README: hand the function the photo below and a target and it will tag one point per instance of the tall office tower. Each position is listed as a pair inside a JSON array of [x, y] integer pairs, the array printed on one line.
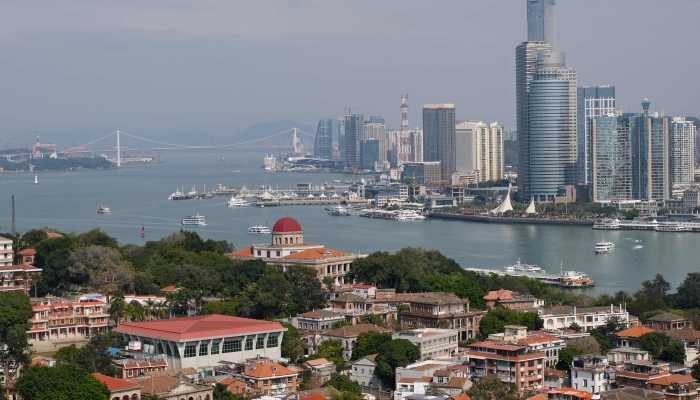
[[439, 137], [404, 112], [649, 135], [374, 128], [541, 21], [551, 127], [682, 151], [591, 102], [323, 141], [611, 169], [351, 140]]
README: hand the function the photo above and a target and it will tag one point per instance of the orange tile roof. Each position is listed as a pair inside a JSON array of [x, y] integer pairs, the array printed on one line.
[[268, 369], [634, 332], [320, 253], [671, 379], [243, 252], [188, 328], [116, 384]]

--

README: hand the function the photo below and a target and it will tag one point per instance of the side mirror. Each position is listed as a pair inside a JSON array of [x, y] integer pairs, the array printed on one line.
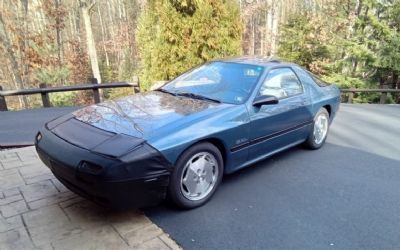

...

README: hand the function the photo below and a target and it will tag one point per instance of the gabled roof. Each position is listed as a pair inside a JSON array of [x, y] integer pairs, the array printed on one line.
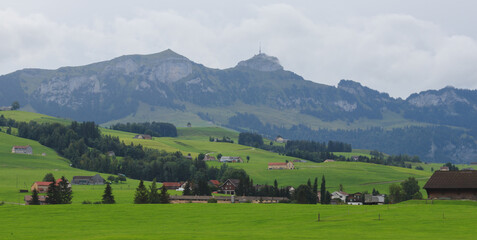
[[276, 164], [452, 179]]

## Task description
Reproduce the entries from the line with "of the tall" up to and including the line with "328], [116, 384]]", keeping the requests, but multiply each point coordinate in the answers by 0.45 and round to whole numbers, halves going up. Omit the pictures, and give only those lines.

## In response
README: hand the function the photo below and a target and it will tag one point per instance of the tall office tower. Each position is listed as a pair inside a JSON array of [x, y] integer pairs, the array printed on one line.
[[198, 62], [182, 50], [292, 61], [168, 58], [243, 9], [248, 57], [307, 68], [266, 46], [145, 63], [275, 76], [158, 63]]
README: hand the function the photo above and a target and it will tag one point per instance of the orange tile roof. Each position is listed as a pair inside a JSON array of [x, y] integer pairs, the array printed on one line.
[[121, 166], [285, 149], [144, 114], [302, 171], [109, 113], [85, 148], [52, 173]]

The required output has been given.